Stored items:
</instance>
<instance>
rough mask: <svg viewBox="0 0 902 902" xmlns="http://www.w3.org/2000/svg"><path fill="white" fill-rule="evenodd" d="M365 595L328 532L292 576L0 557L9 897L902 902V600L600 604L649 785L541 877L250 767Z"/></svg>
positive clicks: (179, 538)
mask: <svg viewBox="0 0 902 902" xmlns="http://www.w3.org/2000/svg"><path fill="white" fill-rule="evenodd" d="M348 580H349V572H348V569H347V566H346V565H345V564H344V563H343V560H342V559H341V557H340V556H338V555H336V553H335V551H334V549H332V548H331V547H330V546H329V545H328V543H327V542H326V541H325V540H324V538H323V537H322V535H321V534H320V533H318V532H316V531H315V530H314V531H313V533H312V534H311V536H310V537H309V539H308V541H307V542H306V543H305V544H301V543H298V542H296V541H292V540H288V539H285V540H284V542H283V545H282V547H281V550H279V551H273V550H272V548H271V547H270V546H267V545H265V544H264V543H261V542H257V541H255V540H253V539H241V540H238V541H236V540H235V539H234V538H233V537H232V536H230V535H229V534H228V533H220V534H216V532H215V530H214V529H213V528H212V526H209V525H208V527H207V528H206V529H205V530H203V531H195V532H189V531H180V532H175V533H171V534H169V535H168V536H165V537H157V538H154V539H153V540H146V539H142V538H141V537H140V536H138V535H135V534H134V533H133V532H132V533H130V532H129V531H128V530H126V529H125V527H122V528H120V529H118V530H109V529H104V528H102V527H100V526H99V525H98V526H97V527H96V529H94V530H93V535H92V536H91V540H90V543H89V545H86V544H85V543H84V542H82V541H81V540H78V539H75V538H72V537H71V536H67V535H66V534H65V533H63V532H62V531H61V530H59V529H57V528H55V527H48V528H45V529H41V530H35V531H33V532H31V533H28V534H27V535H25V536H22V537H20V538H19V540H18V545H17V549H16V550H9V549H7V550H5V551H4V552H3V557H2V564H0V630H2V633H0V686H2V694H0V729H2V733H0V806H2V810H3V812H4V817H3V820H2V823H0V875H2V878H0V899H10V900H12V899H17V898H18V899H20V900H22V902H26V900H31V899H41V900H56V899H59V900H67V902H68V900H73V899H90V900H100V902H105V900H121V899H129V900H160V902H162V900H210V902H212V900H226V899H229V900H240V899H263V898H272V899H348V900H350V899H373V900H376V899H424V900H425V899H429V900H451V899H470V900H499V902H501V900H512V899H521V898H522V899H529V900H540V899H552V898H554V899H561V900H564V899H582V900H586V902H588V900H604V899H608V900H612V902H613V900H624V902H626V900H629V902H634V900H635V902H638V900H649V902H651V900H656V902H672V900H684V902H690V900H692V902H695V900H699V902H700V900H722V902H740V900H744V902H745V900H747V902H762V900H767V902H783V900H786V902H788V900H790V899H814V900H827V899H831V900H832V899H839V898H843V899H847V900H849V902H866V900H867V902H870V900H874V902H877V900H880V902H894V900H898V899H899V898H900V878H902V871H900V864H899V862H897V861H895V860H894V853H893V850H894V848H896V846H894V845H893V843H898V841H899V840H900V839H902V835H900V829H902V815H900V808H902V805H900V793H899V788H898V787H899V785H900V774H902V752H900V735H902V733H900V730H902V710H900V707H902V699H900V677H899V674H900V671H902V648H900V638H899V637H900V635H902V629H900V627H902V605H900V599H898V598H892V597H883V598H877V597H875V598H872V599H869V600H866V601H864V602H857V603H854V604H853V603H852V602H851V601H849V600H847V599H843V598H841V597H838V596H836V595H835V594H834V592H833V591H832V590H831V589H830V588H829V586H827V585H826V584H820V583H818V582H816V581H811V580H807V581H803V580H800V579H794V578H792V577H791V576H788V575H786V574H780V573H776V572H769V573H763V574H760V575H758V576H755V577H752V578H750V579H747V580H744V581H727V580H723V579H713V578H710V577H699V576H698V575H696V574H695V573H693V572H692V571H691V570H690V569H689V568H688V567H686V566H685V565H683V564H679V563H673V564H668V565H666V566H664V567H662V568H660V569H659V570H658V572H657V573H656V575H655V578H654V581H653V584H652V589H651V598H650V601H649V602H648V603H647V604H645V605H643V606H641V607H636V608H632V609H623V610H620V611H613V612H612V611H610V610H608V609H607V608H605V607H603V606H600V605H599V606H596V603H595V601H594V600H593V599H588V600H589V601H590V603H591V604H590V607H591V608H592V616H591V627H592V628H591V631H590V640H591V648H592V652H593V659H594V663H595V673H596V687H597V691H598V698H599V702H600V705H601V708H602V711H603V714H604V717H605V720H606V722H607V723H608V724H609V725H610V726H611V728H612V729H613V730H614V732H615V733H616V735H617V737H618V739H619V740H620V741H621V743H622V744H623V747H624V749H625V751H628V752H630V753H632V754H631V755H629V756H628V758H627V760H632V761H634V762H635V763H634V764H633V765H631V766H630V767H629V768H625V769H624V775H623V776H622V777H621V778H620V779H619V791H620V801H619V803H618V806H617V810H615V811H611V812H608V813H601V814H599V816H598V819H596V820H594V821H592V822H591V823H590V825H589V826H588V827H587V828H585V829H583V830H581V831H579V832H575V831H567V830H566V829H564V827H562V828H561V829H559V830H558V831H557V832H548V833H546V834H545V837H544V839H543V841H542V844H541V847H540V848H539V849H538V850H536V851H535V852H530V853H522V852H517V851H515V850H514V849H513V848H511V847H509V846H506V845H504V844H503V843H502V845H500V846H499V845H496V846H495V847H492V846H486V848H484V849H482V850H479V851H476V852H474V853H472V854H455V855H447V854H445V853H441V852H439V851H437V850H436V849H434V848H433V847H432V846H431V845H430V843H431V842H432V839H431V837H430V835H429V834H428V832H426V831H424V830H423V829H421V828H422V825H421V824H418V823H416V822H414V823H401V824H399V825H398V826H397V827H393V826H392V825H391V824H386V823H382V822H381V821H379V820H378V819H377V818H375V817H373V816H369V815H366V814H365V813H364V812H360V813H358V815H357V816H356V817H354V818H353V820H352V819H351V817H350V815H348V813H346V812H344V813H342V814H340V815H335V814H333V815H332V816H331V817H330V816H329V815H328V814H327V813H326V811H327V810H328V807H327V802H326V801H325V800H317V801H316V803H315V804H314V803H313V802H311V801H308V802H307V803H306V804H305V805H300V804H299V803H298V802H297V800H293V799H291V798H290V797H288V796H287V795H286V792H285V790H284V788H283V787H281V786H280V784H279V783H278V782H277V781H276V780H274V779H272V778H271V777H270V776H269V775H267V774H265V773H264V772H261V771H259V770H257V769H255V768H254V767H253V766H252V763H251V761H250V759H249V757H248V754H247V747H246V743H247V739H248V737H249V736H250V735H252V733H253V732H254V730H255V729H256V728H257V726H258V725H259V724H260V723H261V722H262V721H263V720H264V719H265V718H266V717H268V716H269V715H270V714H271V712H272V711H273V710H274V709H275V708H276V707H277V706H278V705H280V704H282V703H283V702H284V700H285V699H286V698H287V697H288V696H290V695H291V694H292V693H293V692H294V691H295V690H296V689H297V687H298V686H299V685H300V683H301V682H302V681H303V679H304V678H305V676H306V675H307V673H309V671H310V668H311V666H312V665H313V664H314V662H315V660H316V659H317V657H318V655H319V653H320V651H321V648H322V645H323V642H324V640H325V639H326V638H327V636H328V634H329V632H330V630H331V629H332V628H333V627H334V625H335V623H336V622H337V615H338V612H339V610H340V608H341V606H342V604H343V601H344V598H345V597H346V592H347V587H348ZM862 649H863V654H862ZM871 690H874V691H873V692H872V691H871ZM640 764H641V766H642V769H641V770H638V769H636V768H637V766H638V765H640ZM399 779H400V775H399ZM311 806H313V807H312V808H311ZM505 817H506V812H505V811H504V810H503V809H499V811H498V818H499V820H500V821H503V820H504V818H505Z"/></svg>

| DIRECTIONS FOR THIS TASK |
Could every entry above be printed again, word for word?

| WORKED SOLUTION |
</instance>
<instance>
rough mask: <svg viewBox="0 0 902 902" xmlns="http://www.w3.org/2000/svg"><path fill="white" fill-rule="evenodd" d="M365 595L328 532L292 576L0 557L9 897L902 902V600L600 604L649 785L541 877L250 767Z"/></svg>
positive clicks: (179, 538)
mask: <svg viewBox="0 0 902 902" xmlns="http://www.w3.org/2000/svg"><path fill="white" fill-rule="evenodd" d="M348 580H349V572H348V569H347V566H346V565H345V564H344V563H343V560H342V559H341V557H340V556H338V555H336V553H335V551H334V549H332V548H331V547H330V546H329V545H328V543H327V542H326V541H325V540H324V538H323V537H322V535H321V534H320V533H318V532H316V531H315V530H314V531H313V533H312V534H311V536H310V537H309V539H308V541H307V542H306V543H305V544H301V543H298V542H296V541H292V540H288V539H285V540H284V542H283V545H282V547H281V550H279V551H273V550H272V548H271V547H270V546H267V545H265V544H264V543H261V542H257V541H255V540H253V539H241V540H238V541H236V540H235V539H234V538H233V537H232V536H230V535H229V534H228V533H220V534H216V532H215V530H214V529H213V528H212V526H209V525H208V527H207V528H206V529H205V530H203V531H195V532H189V531H180V532H175V533H171V534H169V535H168V536H165V537H157V538H154V539H153V540H146V539H142V538H141V537H140V536H138V535H135V534H134V533H133V532H132V533H130V532H129V531H128V530H126V529H125V527H122V528H120V529H118V530H109V529H104V528H102V527H100V526H99V525H98V526H97V527H96V529H94V530H93V535H92V536H91V540H90V543H89V545H86V544H85V543H84V542H82V541H81V540H78V539H75V538H72V537H71V536H67V535H66V534H65V533H63V532H62V531H61V530H59V529H57V528H55V527H48V528H45V529H41V530H35V531H33V532H31V533H28V534H27V535H25V536H22V537H20V538H19V540H18V545H17V549H16V550H9V549H7V550H5V551H4V552H3V557H2V564H0V630H2V633H0V686H2V694H0V729H2V733H0V806H2V810H3V812H4V817H3V820H2V823H0V875H2V878H0V899H10V900H12V899H17V898H18V899H20V900H22V902H26V900H31V899H41V900H56V899H59V900H67V902H68V900H73V899H90V900H100V902H105V900H121V899H129V900H160V902H162V900H210V902H212V900H226V899H229V900H240V899H263V898H272V899H348V900H350V899H373V900H376V899H424V900H425V899H429V900H451V899H470V900H499V902H501V900H512V899H521V898H522V899H529V900H540V899H552V898H554V899H561V900H564V899H582V900H586V902H588V900H604V899H608V900H612V902H613V900H624V902H626V900H629V902H634V900H635V902H638V900H649V902H651V900H656V902H672V900H684V902H690V900H692V902H695V900H699V902H700V900H722V902H740V900H744V902H745V900H747V902H762V900H767V902H783V900H786V902H788V900H790V899H814V900H827V899H831V900H832V899H839V898H843V899H847V900H849V902H866V900H867V902H870V900H874V902H877V900H880V902H894V900H898V899H899V898H900V878H902V871H900V864H899V862H897V861H895V860H894V853H893V850H894V848H896V846H894V845H893V843H898V841H899V840H900V839H902V835H900V829H902V815H900V808H902V805H900V793H899V788H898V787H899V785H900V774H902V752H900V735H902V733H900V730H902V710H900V707H902V699H900V677H899V674H900V671H902V648H900V638H899V637H900V635H902V629H900V627H902V605H900V599H898V598H892V597H883V598H877V597H875V598H872V599H869V600H866V601H864V602H857V603H854V604H853V603H852V602H851V601H849V600H847V599H843V598H841V597H838V596H836V595H835V594H834V592H833V591H832V590H831V589H830V588H829V586H827V585H826V584H820V583H818V582H816V581H811V580H807V581H803V580H800V579H794V578H792V577H791V576H788V575H786V574H780V573H776V572H769V573H763V574H760V575H758V576H755V577H752V578H750V579H747V580H744V581H727V580H723V579H713V578H710V577H699V576H698V575H696V574H695V573H693V572H692V571H691V570H690V569H689V568H688V567H686V566H685V565H683V564H679V563H673V564H668V565H666V566H664V567H662V568H660V569H659V570H658V572H657V573H656V575H655V578H654V581H653V584H652V589H651V598H650V601H649V602H648V603H647V604H645V605H643V606H641V607H636V608H632V609H623V610H620V611H613V612H612V611H610V610H608V609H607V608H605V607H603V606H600V605H599V606H596V603H595V601H594V600H593V599H588V600H589V601H590V603H591V604H590V607H591V608H592V616H591V627H592V628H591V631H590V640H591V648H592V652H593V659H594V663H595V673H596V687H597V691H598V698H599V702H600V705H601V708H602V711H603V714H604V717H605V720H606V722H607V723H608V724H609V725H610V726H611V728H612V729H613V730H614V732H615V733H616V735H617V737H618V739H619V740H620V741H621V743H622V744H623V747H624V749H625V751H628V752H630V753H632V754H631V755H629V756H628V758H627V760H632V761H634V762H635V763H634V764H633V765H631V766H630V767H629V768H625V769H624V775H623V776H622V777H621V778H620V779H619V791H620V801H619V803H618V806H617V810H615V811H611V812H608V813H601V814H599V816H598V819H596V820H594V821H592V822H591V823H590V825H589V826H588V827H587V828H585V829H583V830H581V831H579V832H575V831H567V830H566V829H564V827H562V828H561V829H559V830H558V831H557V832H548V833H546V834H545V837H544V839H543V841H542V844H541V847H540V848H539V849H538V850H536V851H535V852H530V853H522V852H517V851H515V850H514V849H513V848H511V847H509V846H506V845H504V844H503V843H502V845H500V846H499V845H496V846H495V847H492V846H486V848H484V849H482V850H479V851H476V852H474V853H472V854H455V855H447V854H445V853H441V852H439V851H437V850H436V849H434V848H433V847H432V846H431V845H430V843H431V842H432V839H431V837H430V835H429V834H428V832H426V831H424V830H423V829H421V828H422V825H421V824H418V823H416V822H414V823H401V824H399V825H398V826H397V827H393V826H392V825H391V824H386V823H382V822H381V821H379V820H378V819H377V818H375V817H373V816H369V815H366V814H365V813H364V812H360V813H358V815H357V816H356V817H354V818H353V820H352V819H351V817H350V815H348V813H346V812H344V813H342V814H340V815H335V814H333V815H332V816H331V817H330V816H329V815H328V814H327V813H326V811H327V810H328V807H327V802H326V801H325V800H317V801H316V803H315V804H314V803H313V802H311V801H308V802H307V803H306V804H305V805H300V804H299V803H298V802H297V800H293V799H291V798H290V797H288V796H287V795H286V792H285V790H284V788H283V787H281V786H280V784H279V783H278V782H277V781H276V780H274V779H272V778H271V777H270V776H269V775H267V774H265V773H264V772H261V771H259V770H257V769H255V768H254V767H253V766H252V763H251V761H250V759H249V757H248V754H247V747H246V743H247V739H248V737H249V736H250V735H252V733H253V732H254V730H255V729H256V728H257V726H258V725H259V724H260V723H261V722H262V721H263V720H264V719H265V718H266V717H268V716H269V715H270V714H271V712H272V711H273V710H274V709H275V708H276V707H277V706H278V705H280V704H282V703H283V702H284V700H285V699H286V698H287V697H288V696H290V695H291V694H292V693H293V692H294V691H295V690H296V689H297V687H298V686H299V685H300V683H301V682H302V681H303V679H304V678H305V676H306V675H307V673H309V671H310V668H311V666H312V665H313V664H314V662H315V660H316V659H317V657H318V655H319V653H320V651H321V648H322V645H323V642H324V640H325V639H326V638H327V636H328V634H329V632H330V630H331V629H332V628H333V627H334V625H335V623H336V622H337V615H338V612H339V610H340V608H341V606H342V604H343V601H344V598H345V597H346V592H347V587H348ZM862 649H863V654H862ZM871 690H874V691H873V692H872V691H871ZM640 764H641V766H642V769H641V770H638V769H636V768H637V766H638V765H640ZM399 779H400V775H399ZM311 806H313V807H312V808H311ZM505 817H506V812H505V811H504V810H503V809H499V811H498V818H499V820H500V821H503V820H504V818H505Z"/></svg>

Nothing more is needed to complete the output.